(Text section)

Buteyko For Weight Loss?

It’s really odd how ‘weight loss’ gets tagged onto almost everything.

Last night I went to an information session about the Russian cure for asthma, sleep apnea and snoring. It was fascinating stuff, particularly for someone like me who follows sleep research and the wide-ranging effects of good and bad quality sleep.

Now, Buteyko don’t claim that using their method can bring about weight loss, but if you read my earlier post about sleep and weight loss, you’ll be able to follow my speculation a little closer.

First some background on Buteyko:

Its main premise is based on improving the Bohr cycle – that is, the way your body delivers oxygen to your cells. Basically you correct the way you breathe, easy to learn and a little trickier to retrain your body, which is done over five consecutive nights with the trainer in a group setting for about two hours; and also some followup homework which is quick and easy.

Over the last 30 years they’ve successfully helped tens of thousands of people come off asthma medication and stop using sleep apnea machines and devices. Why doesn’t your doctor tell you about this? Well there’s been some research into it, but not enough to convince the medical profession to encourage their patients to make the switch.

Why not enough research?

Think on this: when you use the current therapies for any of these conditions, you’re committed to ongoing spending to replace supplies. The makers of those supplies have money to do research into new drugs and devices, to keep you spending. There is one spend only with Buteyko – the initial 5 night course. That’s it, nothing more to spend.

(End Text section)
(Data excerpt)

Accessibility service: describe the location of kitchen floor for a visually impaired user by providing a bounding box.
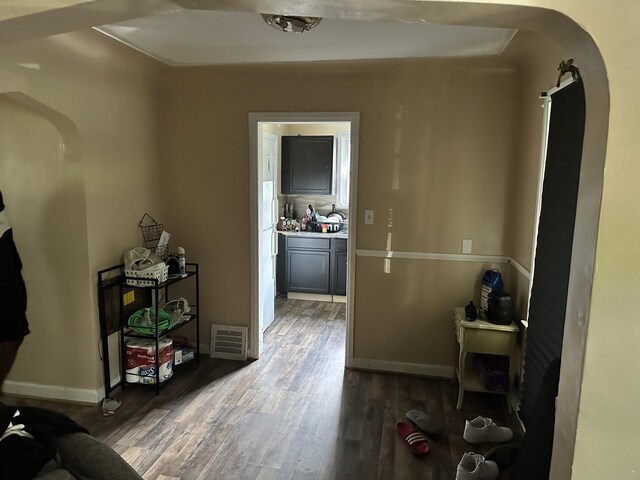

(End Data excerpt)

• **Exercise instructions**
1. In the post on Buteyko, how long does the breathing retraining with the trainer take?
2. According to the post on Buteyko, why has there not been enough research into the method? Answer in one to three sentences.
3. Continue the post on Buteyko from the point where it stops.

• **Written answers**
1. Five consecutive nights of about two hours each, in a group setting.

2. Current therapies for these conditions commit patients to ongoing spending on supplies, which gives the makers of those supplies money to fund research into new drugs and devices. Buteyko involves only a single spend on the initial five-night course, so there is no ongoing revenue of that kind.

3.
So, onto the weight loss idea.

Remember that the quality of sleep you get affects your mood, your energy levels, your memory, hormone levels, and so on. Buteyko’s method guarantees – yes, with your money back – that if after 30 days you don’t get improvements in the things you’re doing the course for (and there’s a comprehensive tick-list on the enrolment form) they’ll give you a full refund.

I’ll be really interested to see how those things improve for me. I have a permanently blocked ear and ringing in the same ear (diagnosed by an ENT specialist as tinnitus that I’ll just have to live with), post nasal drip, clear my throat quite a lot, and have to blow my nose often when doing physical activities.

One simple exercise last night, taking less than five minutes to both learn and do, improved the blocked feeling in my ear by at least 50%, eased the post nasal drip so I’ve not been aware of clearing my throat since, and I didn’t have to blow my nose on my morning treadmill session. I didn’t leap out of bed full of energy this morning but they say that will come by about day 3 (well night 3, day 4).

So within a week or so my hormone levels could be levelling out, and I’ll have more energy for life and being physical. I’ll be concentrating better, my memory will be improved and I won’t be clearing my throat constantly or wiping my nose. A whole host of other little annoyances might also improve.

It might sound a little far-fetched to you, but I have been completely convinced for many years that the body is the most miraculous self-repairing machine in existence – and more so when we give it good nutrition and health support (such as acupuncture); the body is far wiser than any part of the best of our medical science.

So Buteyko could be a key here, I’ll report more.

If you want more information, visit Buteyko trainer Brian Firth’s website.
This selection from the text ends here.